→ YOUR OBJECTIVE: Retype each record below word for word, pictures excluded.

→ EXTRACTED MATERIAL:
--

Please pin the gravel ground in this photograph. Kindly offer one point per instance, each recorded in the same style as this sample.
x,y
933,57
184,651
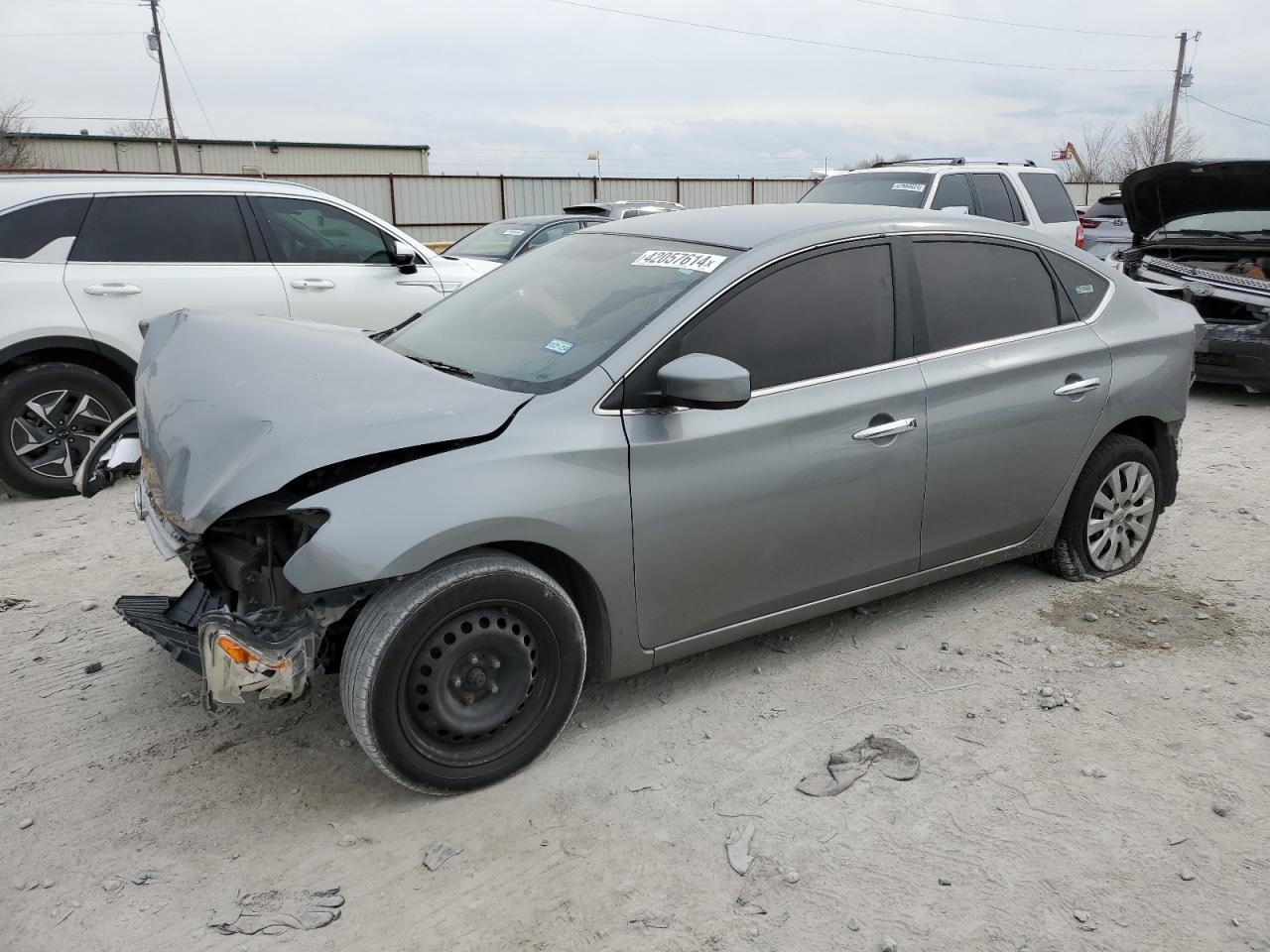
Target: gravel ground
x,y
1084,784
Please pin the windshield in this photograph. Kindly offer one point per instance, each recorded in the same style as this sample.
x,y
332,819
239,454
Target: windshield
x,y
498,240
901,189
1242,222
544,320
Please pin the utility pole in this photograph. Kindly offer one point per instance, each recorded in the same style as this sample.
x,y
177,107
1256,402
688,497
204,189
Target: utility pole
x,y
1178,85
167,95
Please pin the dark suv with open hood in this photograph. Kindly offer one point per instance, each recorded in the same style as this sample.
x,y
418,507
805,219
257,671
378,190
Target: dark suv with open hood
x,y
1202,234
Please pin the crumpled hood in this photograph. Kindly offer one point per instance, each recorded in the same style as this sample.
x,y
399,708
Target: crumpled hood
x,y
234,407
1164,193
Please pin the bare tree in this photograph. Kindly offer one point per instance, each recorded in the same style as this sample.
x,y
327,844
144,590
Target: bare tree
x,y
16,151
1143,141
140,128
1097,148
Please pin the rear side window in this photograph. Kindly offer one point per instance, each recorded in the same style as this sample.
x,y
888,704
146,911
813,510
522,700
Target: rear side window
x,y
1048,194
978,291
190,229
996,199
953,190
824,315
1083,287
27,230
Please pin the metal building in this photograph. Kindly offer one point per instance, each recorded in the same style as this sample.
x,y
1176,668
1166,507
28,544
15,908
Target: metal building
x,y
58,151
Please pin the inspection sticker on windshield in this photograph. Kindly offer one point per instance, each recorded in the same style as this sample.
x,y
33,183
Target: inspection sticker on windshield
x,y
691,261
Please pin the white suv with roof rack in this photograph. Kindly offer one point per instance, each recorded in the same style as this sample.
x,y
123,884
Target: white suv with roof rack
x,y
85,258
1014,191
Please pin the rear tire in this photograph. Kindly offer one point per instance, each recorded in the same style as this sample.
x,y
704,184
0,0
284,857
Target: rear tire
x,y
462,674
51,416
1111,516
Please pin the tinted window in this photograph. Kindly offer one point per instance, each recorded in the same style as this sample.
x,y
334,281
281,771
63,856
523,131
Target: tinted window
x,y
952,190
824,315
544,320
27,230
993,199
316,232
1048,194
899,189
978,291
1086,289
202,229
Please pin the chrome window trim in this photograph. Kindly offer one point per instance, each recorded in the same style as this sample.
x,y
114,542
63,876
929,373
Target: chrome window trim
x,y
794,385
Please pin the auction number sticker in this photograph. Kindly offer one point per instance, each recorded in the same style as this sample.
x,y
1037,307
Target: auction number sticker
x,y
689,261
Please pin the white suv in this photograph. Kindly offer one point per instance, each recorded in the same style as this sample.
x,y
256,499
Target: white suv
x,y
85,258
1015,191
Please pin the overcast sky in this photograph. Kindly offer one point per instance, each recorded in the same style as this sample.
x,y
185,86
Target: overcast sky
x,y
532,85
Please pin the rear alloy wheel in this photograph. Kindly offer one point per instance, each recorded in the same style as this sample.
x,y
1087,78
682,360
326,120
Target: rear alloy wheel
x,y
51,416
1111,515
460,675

--

→ THE ANSWER:
Please pin the gravel ground in this photograph. Kindly offer one point per instance, each recorded in the same style as this sample.
x,y
933,57
184,651
Target: gravel ground
x,y
1084,784
Please pin the windshield in this photograph. Kindly offer one point per instance, each recorded in the same style as this sample.
x,y
332,819
239,454
Target: windshield
x,y
498,240
901,189
1242,222
544,320
Please pin the utility pole in this photograph. Kindly offer one point per instance, each recorded in the same style as this sample.
x,y
177,107
1256,402
688,497
204,189
Target: utility pole
x,y
1178,85
167,95
Please pin the dark suv with open hood in this photograph. Kindly offer one point per instance, each recorded in the same style as this sample.
x,y
418,507
805,219
257,671
378,190
Target: dark suv with open hood
x,y
1202,234
Please pin the crumpled hood in this photograph. Kindly offer one point per instance, each recorded in the same style as this sample.
x,y
399,708
Target: crumpled hood
x,y
234,407
1164,193
Please pin the bare tree in this photograph. Kindly offer one point per instance, each recorded in the same style as this sample.
x,y
327,844
144,590
Target: bare tree
x,y
16,151
1143,141
140,128
1097,148
Please pin the rear side window in this photograph. Kindly offer one point per instance, each recorded in the same style as this sample.
x,y
888,704
146,911
813,510
522,700
Target: rear side window
x,y
1048,194
978,291
190,229
996,199
953,190
824,315
1083,287
27,230
Please pin the metal building in this photograph. Kindly offer one point per instance, each recorded in the same style as this sample.
x,y
1176,668
1166,507
28,544
15,908
Target: metal building
x,y
58,151
Please pin the inspection sticker on windshield in this photograph. Kindly offer one point per instance, each recorded in the same style as this sample.
x,y
33,183
Target: inspection sticker on windshield
x,y
691,261
Please pin the white suv with roof rack in this photograph. Kindly offer one point per instance, each recorded in the same style as this sample.
x,y
123,884
Target: white suv with roof rack
x,y
85,258
1014,191
Please pin the rear tire in this photograph. Kindly offer one point per instance, each recorded in the same style as this sample.
x,y
704,184
0,0
284,857
Target: rear tire
x,y
462,674
51,416
1111,516
Please pin the tinted window in this photograph. Kindly offer one point per instance, each recorded in the same style as this sample.
x,y
334,281
281,771
63,856
523,131
Target: tinted window
x,y
952,190
824,315
544,320
27,230
993,199
316,232
1048,194
899,189
978,291
1086,289
202,229
Please pin the chrome window trim in this photograph. Kindly offer one point per instance, each recorded in the same style as this sample.
x,y
114,542
63,876
929,373
Target: chrome window trim
x,y
794,385
Please pin the auction number sticker in this photograph. Kindly offer one point per instance, each recorded in the same style as this sample.
x,y
1037,307
Target: auction number sticker
x,y
689,261
Please pin the white suv in this photograph. Kindly offer one point per instance, each recorded in the same style as this sample.
x,y
256,499
Target: white suv
x,y
85,258
1015,191
Please pin the overcast sky in this photograph. Kindly offer one point per instance, each recorded in the same style as this sample.
x,y
185,86
Target: overcast sky
x,y
532,85
Please pin the rear alloy wheel in this photograph. Kindly offer one point per instance, each recorded in the same style as this sample.
x,y
1087,78
682,360
326,120
Target: rear alloy wheel
x,y
51,416
1111,515
460,675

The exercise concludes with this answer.